Given text -

5 Proven Steps for a Risk Register Remediation Plan

When your latest HIPAA, PCI DSS, SOC 2, ISO 27001, or GDPR review lands, it usually arrives as a spreadsheet risk register or a list of “gaps.”

But auditors don’t sign off on spreadsheets — they sign off on remediated controls with evidence.

This guide shows CISOs, Heads of Security, and Compliance/Risk leaders how to turn that static risk register into a living remediation board (Jira/Asana-style) and a 90-day fix plan that works across multiple frameworks.

We’ll cover:

  1. Baseline your risk assessment
  2. Prioritize by regulatory impact
  3. Build a remediation board in Jira/Asana
  4. Run sprint-based remediation
  5. Close with a pre-audit evidence review

We’ll also show code-like examples (YAML/JSON, Python, and JQL) you can adapt directly in your environment.

Risk Register Remediation Plan in 90 Days

Risk Register vs Remediation Board (and Why It Matters)

Risk register (what you have today):

  • Rows in Excel/Sheets
  • Columns like Risk ID, Description, Likelihood, Impact, Framework, Status
  • Good for recording risks, bad for driving work

Remediation board (what you need in 90 days):

  • Tickets in Jira/Asana
  • Each ticket has owner, due date, SLA, framework tags (HIPAA/PCI/SOC 2/ISO/GDPR)
  • Visual workflow: Backlog → In Progress → Blocked → Ready for Audit → Done
  • Audit-ready: every closed ticket has evidence attached

A simple JSON representation of a remediation item that you’ll map from the risk register:

{
  "risk_id": "R-102",
  "title": "Enforce MFA for remote admin access",
  "description": "Remote admin access is allowed without enforced MFA.",
  "owner": "secops_lead",
  "due_date": "2025-02-15",
  "status": "In Progress",
  "frameworks": ["HIPAA", "PCI DSS", "SOC 2", "ISO 27001", "GDPR"],
  "control_refs": ["Access Control", "Identity & Authentication"],
  "likelihood": 4,
  "impact": 5,
  "risk_score": 20,
  "evidence": [
    "vpn_mfa_config_screenshot.png",
    "okta_policy_export.pdf",
    "pentest_retest_report.pdf"
  ]
}

We’ll now walk through a practical 90-day sequence to create a risk register remediation plan that auditors will actually trust.


Step 1 (Days 0–15): Baseline Your Risk Assessment

If you don’t already have a current risk register, start with a formal risk assessment.

A structured assessment gives you:

  • A consistent scoring methodology
  • Clear mapping to HIPAA, PCI DSS, SOC 2, ISO 27001, GDPR
  • A prioritized list of “what can actually break us”

Things to do -
**A)** Summarize the risk register remediation guide in two sentences.
**B)** Name every stage of the visual workflow that the risk register remediation guide gives for the remediation board, in order.
**C)** Carry on the risk register remediation guide from the point where the text stops.
The data is not needed here.

Stored data -

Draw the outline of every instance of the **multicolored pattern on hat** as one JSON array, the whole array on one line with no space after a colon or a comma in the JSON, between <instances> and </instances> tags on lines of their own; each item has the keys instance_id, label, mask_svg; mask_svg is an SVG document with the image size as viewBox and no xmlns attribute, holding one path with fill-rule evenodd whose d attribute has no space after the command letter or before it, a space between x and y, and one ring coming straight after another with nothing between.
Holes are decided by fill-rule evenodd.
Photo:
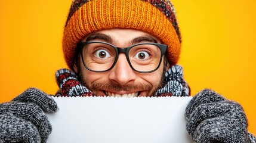
<instances>
[{"instance_id":1,"label":"multicolored pattern on hat","mask_svg":"<svg viewBox=\"0 0 256 143\"><path fill-rule=\"evenodd\" d=\"M74 0L69 10L69 15L66 21L65 27L67 26L67 23L73 15L73 14L78 10L82 5L86 4L88 2L93 0ZM152 5L158 8L162 11L172 23L172 26L176 31L177 34L178 36L180 41L181 42L181 35L178 26L177 20L176 18L176 12L173 4L169 0L141 0L142 1L148 2Z\"/></svg>"},{"instance_id":2,"label":"multicolored pattern on hat","mask_svg":"<svg viewBox=\"0 0 256 143\"><path fill-rule=\"evenodd\" d=\"M181 38L174 8L168 1L76 0L67 19L62 46L66 62L72 70L78 42L93 32L115 28L133 29L152 35L168 46L166 55L171 66L179 59Z\"/></svg>"}]
</instances>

Answers given -
**A)** The guide shows CISOs, Heads of Security, and Compliance/Risk leaders how to turn a static spreadsheet risk register into a Jira/Asana-style remediation board and a 90-day fix plan that works across HIPAA, PCI DSS, SOC 2, ISO 27001, and GDPR, noting that auditors sign off on remediated controls with evidence, not on spreadsheets. It covers five steps: baselining the risk assessment, prioritizing by regulatory impact, building the remediation board, running sprint-based remediation, and closing with a pre-audit evidence review.

**B)** Backlog, In Progress, Blocked, Ready for Audit, Done

**C)**
If you’re short on time or internal capacity, kick off a focused engagement using:
👉 Risk Assessment Services

Normalize your risk register

Most organizations have risk data scattered across pentest reports, scanner exports, and old audits. Normalize it into a simple schema:

# risk-register.yml
- id: R-001
  asset: "Patient Portal"
  description: "Outdated TLS configuration allows weak ciphers."
  likelihood: 3         # 1–5
  impact: 4             # 1–5
  frameworks:
    - HIPAA
    - SOC 2
    - ISO 27001
  status: "Open"
  owner: "appsec_team"
  category: "Crypto"
  notes: "Flagged in last external pentest and scanner"

If your source of truth is Excel/Sheets, you can convert it with a small Python helper:

import csv, yaml

def csv_to_risk_yaml(csv_path, yaml_path):
    risks = []
    with open(csv_path, newline="") as f:
        reader = csv.DictReader(f)
        for row in reader:
            risks.append({
                "id": row["Risk ID"],
                "asset": row["Asset/System"],
                "description": row["Risk Description"],
                "likelihood": int(row["Likelihood"]),
                "impact": int(row["Impact"]),
                "frameworks": [f.strip() for f in row["Frameworks"].split(",")],
                "status": row.get("Status", "Open"),
                "owner": row.get("Owner", "unassigned"),
                "category": row.get("Category", "General")
            })
    with open(yaml_path, "w") as f:
        yaml.dump(risks, f)

csv_to_risk_yaml("risk_register.csv", "risk-register.yml")

By the end of Week 2, you want:

  • One consolidated risk register file
  • Each risk mapped to one or more frameworks (HIPAA/PCI/SOC 2/ISO/GDPR)
  • A consistent scoring model (see next step)

Step 2 (Days 10–25): Prioritize by Regulatory Impact

Not all risks are equal. A missing security header on a marketing site is not the same as unencrypted cardholder data.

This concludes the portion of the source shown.